→ Records shown
[Start of Attachment]

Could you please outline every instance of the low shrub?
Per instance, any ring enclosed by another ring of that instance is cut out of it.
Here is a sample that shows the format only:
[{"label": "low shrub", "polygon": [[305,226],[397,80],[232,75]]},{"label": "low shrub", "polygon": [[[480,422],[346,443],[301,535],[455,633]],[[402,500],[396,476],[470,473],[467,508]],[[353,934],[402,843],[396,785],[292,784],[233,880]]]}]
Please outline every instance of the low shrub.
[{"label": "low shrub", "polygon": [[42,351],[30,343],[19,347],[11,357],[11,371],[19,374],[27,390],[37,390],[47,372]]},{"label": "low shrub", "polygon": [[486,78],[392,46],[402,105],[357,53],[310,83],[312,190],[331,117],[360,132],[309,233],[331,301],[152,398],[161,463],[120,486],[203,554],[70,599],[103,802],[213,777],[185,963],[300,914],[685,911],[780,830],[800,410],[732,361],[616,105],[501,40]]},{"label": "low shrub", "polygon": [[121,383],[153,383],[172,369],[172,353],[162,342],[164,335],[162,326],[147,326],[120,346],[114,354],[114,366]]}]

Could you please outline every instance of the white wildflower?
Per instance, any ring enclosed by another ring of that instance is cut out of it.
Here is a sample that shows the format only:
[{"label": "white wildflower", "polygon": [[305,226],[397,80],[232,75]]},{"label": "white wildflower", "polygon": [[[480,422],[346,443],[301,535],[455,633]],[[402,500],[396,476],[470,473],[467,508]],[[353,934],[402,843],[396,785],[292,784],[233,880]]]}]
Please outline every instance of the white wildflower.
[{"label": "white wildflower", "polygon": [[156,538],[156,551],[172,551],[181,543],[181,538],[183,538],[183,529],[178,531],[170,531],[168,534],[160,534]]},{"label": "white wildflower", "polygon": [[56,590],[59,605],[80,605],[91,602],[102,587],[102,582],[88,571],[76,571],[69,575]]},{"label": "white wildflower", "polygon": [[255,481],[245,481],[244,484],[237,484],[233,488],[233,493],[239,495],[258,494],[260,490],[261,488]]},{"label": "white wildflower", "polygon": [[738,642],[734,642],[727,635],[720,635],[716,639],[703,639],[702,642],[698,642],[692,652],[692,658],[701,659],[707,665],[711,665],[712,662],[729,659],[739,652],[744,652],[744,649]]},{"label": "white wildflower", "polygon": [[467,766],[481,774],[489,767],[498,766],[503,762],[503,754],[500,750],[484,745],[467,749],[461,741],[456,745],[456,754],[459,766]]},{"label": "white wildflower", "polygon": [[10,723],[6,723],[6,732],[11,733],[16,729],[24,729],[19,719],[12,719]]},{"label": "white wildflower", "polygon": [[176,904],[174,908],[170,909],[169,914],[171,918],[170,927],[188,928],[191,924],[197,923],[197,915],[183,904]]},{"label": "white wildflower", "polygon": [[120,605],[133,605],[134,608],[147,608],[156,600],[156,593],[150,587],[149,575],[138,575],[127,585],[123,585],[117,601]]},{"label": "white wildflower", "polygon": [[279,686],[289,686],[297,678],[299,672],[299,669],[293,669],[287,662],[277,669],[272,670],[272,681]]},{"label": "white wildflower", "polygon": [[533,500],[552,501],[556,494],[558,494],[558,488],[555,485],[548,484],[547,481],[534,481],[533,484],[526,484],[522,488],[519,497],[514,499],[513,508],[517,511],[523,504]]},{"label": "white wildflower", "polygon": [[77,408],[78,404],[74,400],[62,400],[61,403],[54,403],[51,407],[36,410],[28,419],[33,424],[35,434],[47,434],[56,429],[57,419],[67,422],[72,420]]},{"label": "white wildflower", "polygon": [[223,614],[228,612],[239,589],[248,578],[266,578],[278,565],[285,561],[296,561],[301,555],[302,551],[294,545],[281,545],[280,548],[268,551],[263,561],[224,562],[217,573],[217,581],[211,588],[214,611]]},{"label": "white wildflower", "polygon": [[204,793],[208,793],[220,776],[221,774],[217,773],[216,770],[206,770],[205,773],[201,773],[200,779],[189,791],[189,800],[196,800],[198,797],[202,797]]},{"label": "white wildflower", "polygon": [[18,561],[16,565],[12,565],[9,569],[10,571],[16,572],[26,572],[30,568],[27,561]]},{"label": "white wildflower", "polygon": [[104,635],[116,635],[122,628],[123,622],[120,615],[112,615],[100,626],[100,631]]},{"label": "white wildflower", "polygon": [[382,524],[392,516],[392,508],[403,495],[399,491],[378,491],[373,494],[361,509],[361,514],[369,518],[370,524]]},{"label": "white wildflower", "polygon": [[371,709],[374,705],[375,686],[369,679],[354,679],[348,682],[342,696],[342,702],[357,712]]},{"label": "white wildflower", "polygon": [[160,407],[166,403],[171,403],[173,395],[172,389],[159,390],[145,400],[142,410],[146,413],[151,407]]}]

[End of Attachment]

→ Task brief
Give back the data above, repeating every record exactly.

→ Reply to the task
Could you please outline every instance of the low shrub?
Per instance, any ring enclosed by another ring of that instance is cut out of it.
Here is a sample that shows the format only:
[{"label": "low shrub", "polygon": [[305,226],[397,80],[232,75]]},{"label": "low shrub", "polygon": [[[480,422],[346,443],[301,535],[455,633]],[[402,500],[396,476],[470,473],[467,508]],[[353,934],[402,843],[396,785],[292,784],[233,880]]]}]
Please outline every instance of the low shrub.
[{"label": "low shrub", "polygon": [[42,351],[30,343],[19,347],[11,357],[11,371],[19,374],[27,390],[37,390],[47,372]]},{"label": "low shrub", "polygon": [[486,78],[392,46],[402,105],[357,53],[310,83],[312,190],[331,117],[360,132],[309,233],[331,301],[152,398],[161,463],[120,486],[203,554],[70,599],[103,802],[213,777],[185,963],[300,914],[685,911],[780,830],[800,410],[732,361],[616,105],[501,40]]},{"label": "low shrub", "polygon": [[121,383],[153,383],[172,369],[172,353],[162,342],[164,335],[162,326],[147,326],[120,346],[114,354],[114,366]]}]

Could you please outline every instance of the white wildflower?
Per instance, any ring enclosed by another ring of that instance is cut out of it.
Here is a sample that shows the format only:
[{"label": "white wildflower", "polygon": [[305,226],[397,80],[232,75]]},{"label": "white wildflower", "polygon": [[[480,422],[346,443],[301,535],[455,633]],[[402,500],[396,476],[470,473],[467,508]],[[353,934],[402,843],[396,785],[292,784],[233,880]]]}]
Please outline every instance of the white wildflower.
[{"label": "white wildflower", "polygon": [[156,538],[156,551],[172,551],[181,543],[181,538],[183,538],[183,529],[178,531],[170,531],[168,534],[160,534]]},{"label": "white wildflower", "polygon": [[56,590],[59,605],[80,605],[91,602],[102,587],[102,582],[88,571],[76,571],[69,575]]},{"label": "white wildflower", "polygon": [[255,481],[245,481],[244,484],[237,484],[233,488],[233,493],[239,495],[258,494],[260,490],[261,488]]},{"label": "white wildflower", "polygon": [[738,642],[734,642],[727,635],[720,635],[716,639],[703,639],[702,642],[698,642],[692,652],[692,658],[701,659],[707,665],[711,665],[712,662],[729,659],[739,652],[744,652],[744,649]]},{"label": "white wildflower", "polygon": [[467,766],[481,774],[489,767],[498,766],[503,762],[503,754],[500,750],[484,745],[467,749],[461,741],[456,745],[456,754],[459,766]]},{"label": "white wildflower", "polygon": [[10,723],[6,723],[6,732],[11,733],[16,729],[24,729],[19,719],[12,719]]},{"label": "white wildflower", "polygon": [[176,904],[174,908],[170,909],[169,914],[171,918],[170,927],[188,928],[191,924],[197,923],[197,915],[183,904]]},{"label": "white wildflower", "polygon": [[120,605],[133,605],[134,608],[147,608],[156,600],[156,593],[150,587],[149,575],[138,575],[127,585],[123,585],[117,601]]},{"label": "white wildflower", "polygon": [[279,686],[289,686],[297,678],[299,672],[299,669],[293,669],[287,662],[277,669],[272,670],[272,681]]},{"label": "white wildflower", "polygon": [[533,500],[552,501],[556,494],[558,494],[558,488],[555,485],[548,484],[547,481],[534,481],[533,484],[526,484],[522,488],[519,497],[514,499],[513,508],[517,511],[523,504]]},{"label": "white wildflower", "polygon": [[77,408],[78,404],[74,400],[62,400],[61,403],[54,403],[51,407],[36,410],[28,419],[33,424],[35,434],[47,434],[56,429],[57,419],[67,422],[72,420]]},{"label": "white wildflower", "polygon": [[223,614],[228,612],[239,589],[248,578],[266,578],[278,565],[285,561],[296,561],[301,555],[302,551],[294,545],[281,545],[280,548],[268,551],[263,561],[224,562],[217,573],[217,581],[211,588],[214,611]]},{"label": "white wildflower", "polygon": [[204,793],[208,793],[220,776],[221,774],[217,773],[216,770],[206,770],[205,773],[201,773],[200,779],[189,791],[189,800],[196,800],[198,797],[202,797]]},{"label": "white wildflower", "polygon": [[18,561],[16,565],[12,565],[9,569],[10,571],[16,572],[26,572],[30,568],[27,561]]},{"label": "white wildflower", "polygon": [[104,635],[116,635],[122,628],[123,622],[120,615],[112,615],[100,626],[100,631]]},{"label": "white wildflower", "polygon": [[382,524],[392,516],[392,508],[403,495],[399,491],[378,491],[373,494],[361,509],[361,514],[369,518],[370,524]]},{"label": "white wildflower", "polygon": [[371,709],[374,705],[375,686],[369,679],[354,679],[348,682],[342,696],[342,702],[357,712]]},{"label": "white wildflower", "polygon": [[160,407],[166,403],[171,403],[173,395],[172,389],[159,390],[145,400],[142,410],[146,413],[151,407]]}]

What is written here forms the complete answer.